## Task directions
Print only the lines running from the line with "Referring to this" to the final line below, both included, exactly as written and without the pictures.

--- START ---

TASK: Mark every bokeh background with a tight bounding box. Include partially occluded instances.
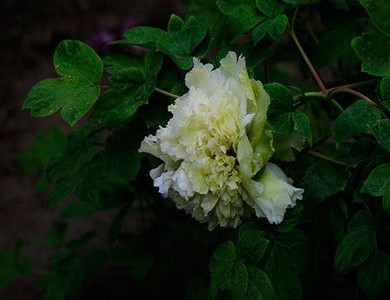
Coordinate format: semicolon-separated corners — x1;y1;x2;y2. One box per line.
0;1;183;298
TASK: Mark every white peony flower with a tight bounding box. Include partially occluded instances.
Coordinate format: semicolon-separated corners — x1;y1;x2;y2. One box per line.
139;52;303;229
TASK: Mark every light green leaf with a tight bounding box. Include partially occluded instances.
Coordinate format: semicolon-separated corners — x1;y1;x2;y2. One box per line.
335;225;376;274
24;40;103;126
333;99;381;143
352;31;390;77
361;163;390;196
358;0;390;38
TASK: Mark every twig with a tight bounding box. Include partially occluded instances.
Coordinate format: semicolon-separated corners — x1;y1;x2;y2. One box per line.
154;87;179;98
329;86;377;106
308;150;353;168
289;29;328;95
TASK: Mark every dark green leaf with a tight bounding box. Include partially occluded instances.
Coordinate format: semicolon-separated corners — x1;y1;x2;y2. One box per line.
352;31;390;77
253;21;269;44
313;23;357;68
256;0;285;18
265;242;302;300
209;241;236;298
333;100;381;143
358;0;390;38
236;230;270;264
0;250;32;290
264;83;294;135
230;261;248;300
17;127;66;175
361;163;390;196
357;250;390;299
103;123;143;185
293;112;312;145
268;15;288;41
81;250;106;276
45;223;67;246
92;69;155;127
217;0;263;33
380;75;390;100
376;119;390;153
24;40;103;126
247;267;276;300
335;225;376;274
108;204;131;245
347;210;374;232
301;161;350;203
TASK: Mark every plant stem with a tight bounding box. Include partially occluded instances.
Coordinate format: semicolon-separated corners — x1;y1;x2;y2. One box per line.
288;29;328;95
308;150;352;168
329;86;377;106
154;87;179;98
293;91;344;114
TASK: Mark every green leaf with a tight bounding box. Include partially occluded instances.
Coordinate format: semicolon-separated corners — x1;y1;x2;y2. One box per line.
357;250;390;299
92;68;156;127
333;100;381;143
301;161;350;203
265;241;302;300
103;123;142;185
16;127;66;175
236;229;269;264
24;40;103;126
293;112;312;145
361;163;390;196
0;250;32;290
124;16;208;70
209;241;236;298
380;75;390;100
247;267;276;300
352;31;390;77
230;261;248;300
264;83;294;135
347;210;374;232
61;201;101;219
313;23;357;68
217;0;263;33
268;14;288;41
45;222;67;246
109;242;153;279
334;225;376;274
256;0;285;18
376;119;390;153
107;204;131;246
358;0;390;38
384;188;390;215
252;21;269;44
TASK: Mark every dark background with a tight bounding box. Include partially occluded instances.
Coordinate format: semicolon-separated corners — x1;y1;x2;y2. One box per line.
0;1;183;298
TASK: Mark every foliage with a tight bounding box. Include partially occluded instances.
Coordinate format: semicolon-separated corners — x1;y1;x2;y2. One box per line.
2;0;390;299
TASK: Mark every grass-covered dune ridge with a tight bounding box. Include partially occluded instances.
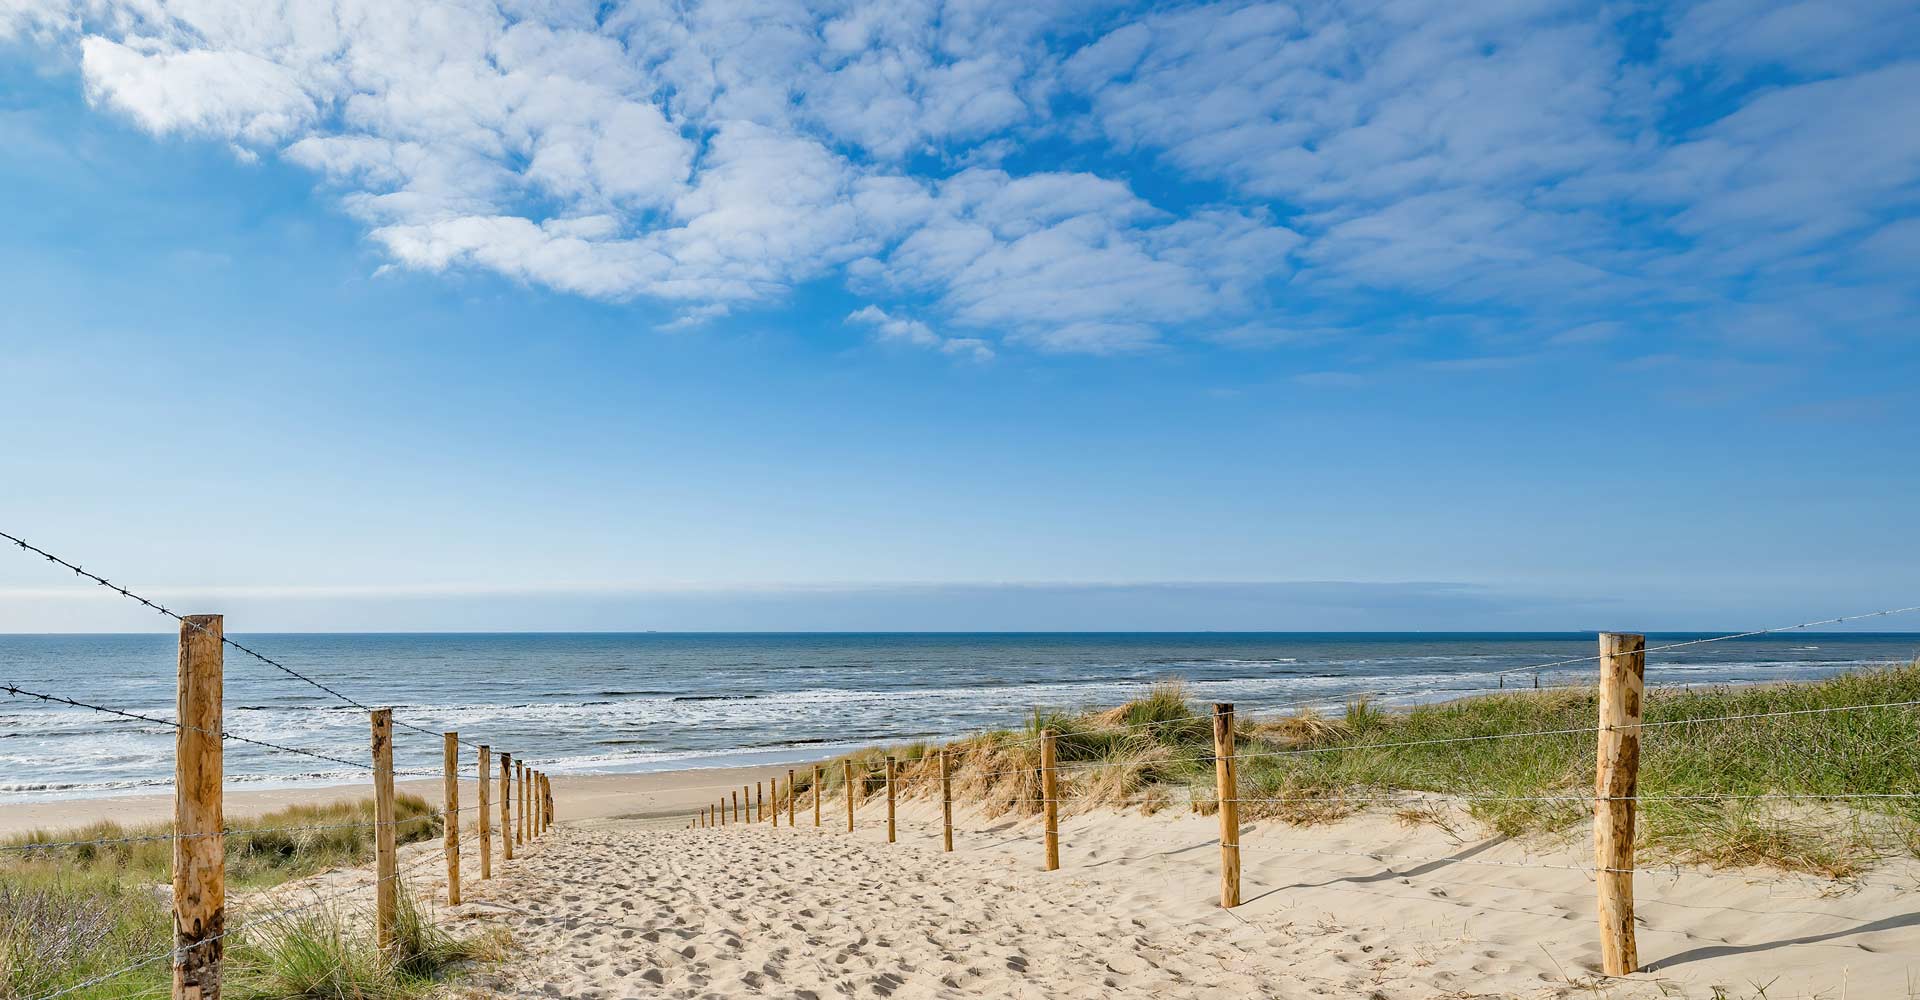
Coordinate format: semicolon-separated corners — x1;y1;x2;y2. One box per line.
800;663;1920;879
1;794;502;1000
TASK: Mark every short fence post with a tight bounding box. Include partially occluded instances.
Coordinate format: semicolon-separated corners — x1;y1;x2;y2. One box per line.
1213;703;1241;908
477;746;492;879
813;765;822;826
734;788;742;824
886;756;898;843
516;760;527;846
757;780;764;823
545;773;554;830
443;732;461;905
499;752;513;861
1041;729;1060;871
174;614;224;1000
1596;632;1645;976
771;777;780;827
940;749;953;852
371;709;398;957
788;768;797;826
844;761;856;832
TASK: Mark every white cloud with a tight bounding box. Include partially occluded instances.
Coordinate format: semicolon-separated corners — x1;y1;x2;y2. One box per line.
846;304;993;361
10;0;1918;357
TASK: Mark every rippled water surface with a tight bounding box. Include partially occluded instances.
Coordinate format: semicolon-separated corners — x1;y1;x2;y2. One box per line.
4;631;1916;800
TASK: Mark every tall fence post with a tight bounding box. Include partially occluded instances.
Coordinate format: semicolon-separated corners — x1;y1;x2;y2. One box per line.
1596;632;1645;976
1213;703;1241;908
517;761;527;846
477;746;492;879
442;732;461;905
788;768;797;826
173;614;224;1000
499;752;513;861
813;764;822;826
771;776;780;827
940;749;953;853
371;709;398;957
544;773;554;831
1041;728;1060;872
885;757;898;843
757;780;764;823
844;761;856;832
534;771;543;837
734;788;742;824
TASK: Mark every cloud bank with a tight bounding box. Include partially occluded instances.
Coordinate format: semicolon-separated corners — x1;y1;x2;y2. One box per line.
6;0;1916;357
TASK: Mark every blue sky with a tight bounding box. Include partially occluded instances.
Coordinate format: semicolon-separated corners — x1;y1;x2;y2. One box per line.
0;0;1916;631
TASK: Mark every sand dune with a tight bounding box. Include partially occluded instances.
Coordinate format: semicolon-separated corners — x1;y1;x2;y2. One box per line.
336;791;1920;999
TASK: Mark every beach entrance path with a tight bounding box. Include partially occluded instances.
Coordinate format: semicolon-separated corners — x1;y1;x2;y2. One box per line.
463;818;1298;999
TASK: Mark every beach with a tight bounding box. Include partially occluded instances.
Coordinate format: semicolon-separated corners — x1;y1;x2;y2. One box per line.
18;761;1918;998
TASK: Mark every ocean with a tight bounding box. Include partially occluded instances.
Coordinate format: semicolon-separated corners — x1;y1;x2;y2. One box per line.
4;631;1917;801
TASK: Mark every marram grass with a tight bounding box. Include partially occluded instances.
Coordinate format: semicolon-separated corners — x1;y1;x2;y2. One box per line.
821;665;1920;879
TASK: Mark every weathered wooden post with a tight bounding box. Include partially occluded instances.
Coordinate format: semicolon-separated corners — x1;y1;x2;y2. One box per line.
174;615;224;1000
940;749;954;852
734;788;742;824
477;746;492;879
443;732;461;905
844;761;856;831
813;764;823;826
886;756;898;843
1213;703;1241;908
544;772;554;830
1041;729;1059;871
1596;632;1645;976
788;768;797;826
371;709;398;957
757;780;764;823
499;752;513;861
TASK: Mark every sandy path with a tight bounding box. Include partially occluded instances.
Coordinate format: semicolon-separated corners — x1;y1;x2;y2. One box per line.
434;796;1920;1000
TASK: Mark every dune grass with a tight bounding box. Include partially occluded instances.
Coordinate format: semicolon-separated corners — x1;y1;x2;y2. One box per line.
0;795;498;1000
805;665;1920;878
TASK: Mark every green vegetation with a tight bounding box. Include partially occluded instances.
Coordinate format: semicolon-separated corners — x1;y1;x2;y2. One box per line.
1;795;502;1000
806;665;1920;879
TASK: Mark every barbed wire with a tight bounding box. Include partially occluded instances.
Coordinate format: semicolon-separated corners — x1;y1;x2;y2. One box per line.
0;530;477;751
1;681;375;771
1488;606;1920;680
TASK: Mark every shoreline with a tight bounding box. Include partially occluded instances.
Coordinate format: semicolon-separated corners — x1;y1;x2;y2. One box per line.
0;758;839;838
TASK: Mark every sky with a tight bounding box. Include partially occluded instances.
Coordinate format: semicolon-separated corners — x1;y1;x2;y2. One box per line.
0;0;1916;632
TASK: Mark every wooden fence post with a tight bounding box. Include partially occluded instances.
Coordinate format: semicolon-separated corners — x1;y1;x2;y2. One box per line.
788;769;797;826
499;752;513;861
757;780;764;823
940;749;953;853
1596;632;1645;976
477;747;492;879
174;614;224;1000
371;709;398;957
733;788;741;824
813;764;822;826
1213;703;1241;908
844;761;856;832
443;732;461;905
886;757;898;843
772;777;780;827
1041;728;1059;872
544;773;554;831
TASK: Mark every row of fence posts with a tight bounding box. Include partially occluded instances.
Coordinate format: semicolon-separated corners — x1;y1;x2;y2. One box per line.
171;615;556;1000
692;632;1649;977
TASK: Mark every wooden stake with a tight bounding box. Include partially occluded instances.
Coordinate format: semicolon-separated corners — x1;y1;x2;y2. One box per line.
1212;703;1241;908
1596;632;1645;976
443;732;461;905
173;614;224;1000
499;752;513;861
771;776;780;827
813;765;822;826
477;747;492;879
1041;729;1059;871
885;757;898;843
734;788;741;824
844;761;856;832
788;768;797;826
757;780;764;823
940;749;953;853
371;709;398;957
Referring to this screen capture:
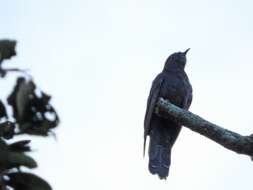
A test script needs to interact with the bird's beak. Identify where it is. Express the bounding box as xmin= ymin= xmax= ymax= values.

--- END ---

## Response box
Referring to this screen capture:
A test script needs to interact with the bird's beak. Identify where it is. Express the bounding box as xmin= ymin= xmax= ymax= values.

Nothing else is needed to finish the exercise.